* _Task list_
A – In the passage on inflate blocks, how far back can distance pointers reach across blocks?
B – Please carry on the passage on inflate blocks, picking up right after its last line.

** begin Selected passage **

There are (currently) three kinds of inflate blocks: stored, fixed, and
dynamic. The compressor outputs a chunk of data at a time, and decides
which method to use on a chunk-by-chunk basis. A chunk might typically
be 32K to 64K, uncompressed. If the chunk is uncompressible, then the
"stored" method is used. In this case, the bytes are simply stored as
is, eight bits per byte, with none of the above coding. The bytes are
preceded by a count, since there is no longer an EOB code.
If the data is compressible, then either the fixed or dynamic methods
are used. In the dynamic method, the compressed data is preceded by
an encoding of the literal/length and distance Huffman codes that are
to be used to decode this block. The representation is itself Huffman
coded, and so is preceded by a description of that code. These code
descriptions take up a little space, and so for small blocks, there is
a predefined set of codes, called the fixed codes. The fixed method is
used if the block ends up smaller that way (usually for quite small
chunks), otherwise the dynamic method is used. In the latter case, the
codes are customized to the probabilities in the current block, and so
can code it much better than the pre-determined fixed codes can.
The Huffman codes themselves are decoded using a mutli-level table
lookup, in order to maximize the speed of decoding plus the speed of
building the decoding tables. See the comments below that precede the
lbits and dbits tuning parameters.
*/
/*
Notes beyond the 1.93a appnote.txt:
1. Distance pointers never point before the beginning of the output
stream.
2. Distance pointers can point back across blocks, up to 32k away.

** end Selected passage **
** begin Record set **

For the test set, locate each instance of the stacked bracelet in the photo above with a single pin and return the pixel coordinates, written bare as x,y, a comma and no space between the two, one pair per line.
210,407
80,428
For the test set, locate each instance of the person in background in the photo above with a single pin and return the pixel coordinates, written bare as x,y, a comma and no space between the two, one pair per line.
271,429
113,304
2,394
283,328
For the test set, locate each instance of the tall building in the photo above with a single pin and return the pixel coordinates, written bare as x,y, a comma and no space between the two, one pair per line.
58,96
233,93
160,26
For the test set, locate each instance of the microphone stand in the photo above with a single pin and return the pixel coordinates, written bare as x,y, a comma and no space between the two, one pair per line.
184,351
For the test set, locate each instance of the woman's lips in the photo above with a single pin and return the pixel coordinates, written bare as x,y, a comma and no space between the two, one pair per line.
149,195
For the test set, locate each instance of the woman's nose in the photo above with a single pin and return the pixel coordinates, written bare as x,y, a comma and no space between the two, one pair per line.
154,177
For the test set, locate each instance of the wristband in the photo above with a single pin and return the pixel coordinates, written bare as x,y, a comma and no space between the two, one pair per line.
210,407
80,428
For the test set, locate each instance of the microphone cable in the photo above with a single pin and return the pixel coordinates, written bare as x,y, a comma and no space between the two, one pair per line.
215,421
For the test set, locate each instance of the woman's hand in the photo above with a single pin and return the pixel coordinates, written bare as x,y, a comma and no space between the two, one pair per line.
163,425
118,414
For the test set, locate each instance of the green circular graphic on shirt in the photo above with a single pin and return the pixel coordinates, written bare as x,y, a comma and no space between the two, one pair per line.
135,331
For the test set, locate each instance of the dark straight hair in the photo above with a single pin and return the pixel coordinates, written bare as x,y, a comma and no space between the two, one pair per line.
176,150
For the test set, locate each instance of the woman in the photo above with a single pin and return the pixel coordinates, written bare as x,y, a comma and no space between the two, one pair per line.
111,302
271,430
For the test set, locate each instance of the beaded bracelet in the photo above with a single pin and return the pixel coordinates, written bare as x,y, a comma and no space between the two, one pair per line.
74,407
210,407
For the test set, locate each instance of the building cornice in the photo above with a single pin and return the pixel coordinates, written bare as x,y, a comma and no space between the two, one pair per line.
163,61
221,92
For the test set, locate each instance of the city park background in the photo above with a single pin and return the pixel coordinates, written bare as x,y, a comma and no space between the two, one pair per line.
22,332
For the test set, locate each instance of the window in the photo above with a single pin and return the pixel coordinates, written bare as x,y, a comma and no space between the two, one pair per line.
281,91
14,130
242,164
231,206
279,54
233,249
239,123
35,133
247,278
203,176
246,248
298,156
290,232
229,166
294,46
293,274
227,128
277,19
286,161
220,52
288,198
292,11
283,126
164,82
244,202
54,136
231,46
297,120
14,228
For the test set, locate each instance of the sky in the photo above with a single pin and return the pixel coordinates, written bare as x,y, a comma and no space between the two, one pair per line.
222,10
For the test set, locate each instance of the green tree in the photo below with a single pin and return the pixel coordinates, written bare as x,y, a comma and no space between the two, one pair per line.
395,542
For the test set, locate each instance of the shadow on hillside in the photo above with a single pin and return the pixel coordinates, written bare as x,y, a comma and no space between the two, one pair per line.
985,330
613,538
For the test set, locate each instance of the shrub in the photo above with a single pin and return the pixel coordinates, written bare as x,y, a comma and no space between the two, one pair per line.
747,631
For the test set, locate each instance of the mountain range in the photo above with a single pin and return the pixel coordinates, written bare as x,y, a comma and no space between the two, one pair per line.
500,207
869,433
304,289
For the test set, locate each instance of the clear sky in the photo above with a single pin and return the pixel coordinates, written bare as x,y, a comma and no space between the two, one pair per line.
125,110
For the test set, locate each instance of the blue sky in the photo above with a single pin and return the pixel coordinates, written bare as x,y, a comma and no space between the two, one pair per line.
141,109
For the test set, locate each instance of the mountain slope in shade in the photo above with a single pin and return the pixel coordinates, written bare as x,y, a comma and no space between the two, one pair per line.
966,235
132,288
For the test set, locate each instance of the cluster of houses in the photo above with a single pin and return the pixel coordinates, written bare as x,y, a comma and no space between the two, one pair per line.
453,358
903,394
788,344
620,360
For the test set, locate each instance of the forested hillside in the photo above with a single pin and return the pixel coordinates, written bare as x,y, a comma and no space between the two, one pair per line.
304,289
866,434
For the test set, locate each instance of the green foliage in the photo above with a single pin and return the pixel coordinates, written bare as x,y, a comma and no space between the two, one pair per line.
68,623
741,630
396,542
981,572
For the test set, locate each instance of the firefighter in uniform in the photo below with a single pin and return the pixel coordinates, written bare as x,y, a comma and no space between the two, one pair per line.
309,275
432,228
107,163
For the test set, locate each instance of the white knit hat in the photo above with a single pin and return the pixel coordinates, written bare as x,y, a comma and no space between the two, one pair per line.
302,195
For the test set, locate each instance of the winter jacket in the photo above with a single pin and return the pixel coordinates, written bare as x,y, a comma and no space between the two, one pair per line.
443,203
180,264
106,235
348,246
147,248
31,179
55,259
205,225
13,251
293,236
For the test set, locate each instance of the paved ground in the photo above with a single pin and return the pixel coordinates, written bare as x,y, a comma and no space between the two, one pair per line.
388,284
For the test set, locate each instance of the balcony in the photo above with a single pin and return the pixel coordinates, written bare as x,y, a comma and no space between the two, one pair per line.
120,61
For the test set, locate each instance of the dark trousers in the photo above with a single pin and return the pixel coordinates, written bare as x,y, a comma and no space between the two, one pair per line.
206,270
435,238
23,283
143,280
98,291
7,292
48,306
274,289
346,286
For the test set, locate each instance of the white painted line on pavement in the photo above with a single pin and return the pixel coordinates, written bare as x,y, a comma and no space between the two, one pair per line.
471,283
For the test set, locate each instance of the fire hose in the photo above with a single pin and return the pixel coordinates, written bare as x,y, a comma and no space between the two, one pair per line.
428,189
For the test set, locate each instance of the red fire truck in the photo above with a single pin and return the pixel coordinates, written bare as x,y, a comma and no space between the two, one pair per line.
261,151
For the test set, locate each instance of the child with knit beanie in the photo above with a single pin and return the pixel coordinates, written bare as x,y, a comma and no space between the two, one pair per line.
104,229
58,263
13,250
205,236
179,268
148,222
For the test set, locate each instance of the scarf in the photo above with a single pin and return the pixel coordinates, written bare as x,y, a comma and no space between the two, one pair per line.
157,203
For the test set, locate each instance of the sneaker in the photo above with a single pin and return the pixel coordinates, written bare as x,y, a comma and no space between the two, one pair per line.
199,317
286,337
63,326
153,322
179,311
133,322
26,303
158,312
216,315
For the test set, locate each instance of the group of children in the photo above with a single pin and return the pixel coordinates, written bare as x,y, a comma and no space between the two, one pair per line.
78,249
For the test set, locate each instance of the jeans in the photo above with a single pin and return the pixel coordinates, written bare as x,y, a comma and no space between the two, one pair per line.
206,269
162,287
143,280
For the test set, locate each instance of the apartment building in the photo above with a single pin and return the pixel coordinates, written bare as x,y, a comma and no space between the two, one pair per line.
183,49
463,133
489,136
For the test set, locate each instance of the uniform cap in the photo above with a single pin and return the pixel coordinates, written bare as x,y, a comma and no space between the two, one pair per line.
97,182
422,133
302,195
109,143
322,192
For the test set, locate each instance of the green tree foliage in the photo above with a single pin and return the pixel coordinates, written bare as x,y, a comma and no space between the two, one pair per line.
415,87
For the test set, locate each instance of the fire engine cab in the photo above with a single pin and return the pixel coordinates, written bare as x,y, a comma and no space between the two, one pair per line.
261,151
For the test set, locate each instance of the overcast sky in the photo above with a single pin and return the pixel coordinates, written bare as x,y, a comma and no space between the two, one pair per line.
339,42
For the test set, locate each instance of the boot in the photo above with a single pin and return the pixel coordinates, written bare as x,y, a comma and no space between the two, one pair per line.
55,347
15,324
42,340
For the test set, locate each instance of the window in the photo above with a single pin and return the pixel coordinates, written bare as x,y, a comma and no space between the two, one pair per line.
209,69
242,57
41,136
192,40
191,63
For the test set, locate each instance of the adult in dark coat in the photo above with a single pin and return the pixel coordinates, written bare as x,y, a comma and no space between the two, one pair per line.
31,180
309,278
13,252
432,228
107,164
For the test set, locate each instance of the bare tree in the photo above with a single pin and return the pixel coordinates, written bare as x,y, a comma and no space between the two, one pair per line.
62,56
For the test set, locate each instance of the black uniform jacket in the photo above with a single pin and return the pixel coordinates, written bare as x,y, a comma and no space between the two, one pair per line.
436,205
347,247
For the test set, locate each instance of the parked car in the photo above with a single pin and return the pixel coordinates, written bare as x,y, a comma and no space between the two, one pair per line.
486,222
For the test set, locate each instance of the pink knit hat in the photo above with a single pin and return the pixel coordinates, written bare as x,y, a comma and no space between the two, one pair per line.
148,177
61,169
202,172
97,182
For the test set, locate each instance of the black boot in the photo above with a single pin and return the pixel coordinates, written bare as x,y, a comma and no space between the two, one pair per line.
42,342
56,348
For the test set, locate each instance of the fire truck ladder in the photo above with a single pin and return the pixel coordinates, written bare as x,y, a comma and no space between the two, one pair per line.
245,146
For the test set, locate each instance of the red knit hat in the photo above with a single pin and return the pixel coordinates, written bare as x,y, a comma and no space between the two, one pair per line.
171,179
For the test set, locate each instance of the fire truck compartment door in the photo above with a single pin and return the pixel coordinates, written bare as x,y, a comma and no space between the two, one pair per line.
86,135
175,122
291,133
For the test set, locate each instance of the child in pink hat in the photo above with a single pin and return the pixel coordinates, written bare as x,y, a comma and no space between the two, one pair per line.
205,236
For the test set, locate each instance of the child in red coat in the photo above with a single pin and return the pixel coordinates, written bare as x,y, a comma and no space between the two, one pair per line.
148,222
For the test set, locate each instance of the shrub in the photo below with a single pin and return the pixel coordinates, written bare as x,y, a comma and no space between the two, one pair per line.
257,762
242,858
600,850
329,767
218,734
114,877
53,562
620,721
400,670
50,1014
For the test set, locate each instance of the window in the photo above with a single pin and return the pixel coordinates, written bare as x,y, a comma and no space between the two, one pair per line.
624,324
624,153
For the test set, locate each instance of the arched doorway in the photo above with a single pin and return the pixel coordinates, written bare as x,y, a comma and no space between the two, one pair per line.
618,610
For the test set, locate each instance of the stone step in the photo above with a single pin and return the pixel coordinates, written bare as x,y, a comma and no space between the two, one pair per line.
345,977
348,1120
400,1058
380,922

** end Record set **

* _The results_
A – Up to 32k away.

B –
3. There is an implied maximum of 7 bits for the bit length table and
15 bits for the actual data.
4. If only one code exists, then it is encoded using one bit. (Zero
would be more efficient, but perhaps a little confusing.) If two
codes exist, they are coded using one bit each (0 and 1).
5. There is no way of sending zero distance codes--a dummy must be
sent if there are none. (History: a pre 2.0 version of PKZIP would
store blocks with no distance codes, but this was discovered to be
too harsh a criterion.) Valid only for 1.93a. 2.04c does allow
zero distance codes, which is sent as one code of zero bits in
length.
6. There are up to 286 literal/length codes. Code 256 represents the
end-of-block. Note however that the static length tree defines
288 codes just to fill out the Huffman codes. Codes 286 and 287
cannot be used though, since there is no length base or extra bits
defined for them. Similarily, there are up to 30 distance codes.
However, static trees define 32 codes (all 5 bits) to fill out the
Huffman codes, but the last two had better not show up in the data.
7. Unzip can check dynamic Huffman blocks for complete code sets.
The exception is that a single code would not be complete (see #4).
8. The five bits following the block type is really the number of
literal codes sent minus 257.
9. Length codes 8,16,16 are interpreted as 13 length codes of 8 bits
(1+6+6). Therefore, to output three times the length, you output
three codes (1+1+1), whereas to output four times the same length,
you only need two codes (1+3). Hmm.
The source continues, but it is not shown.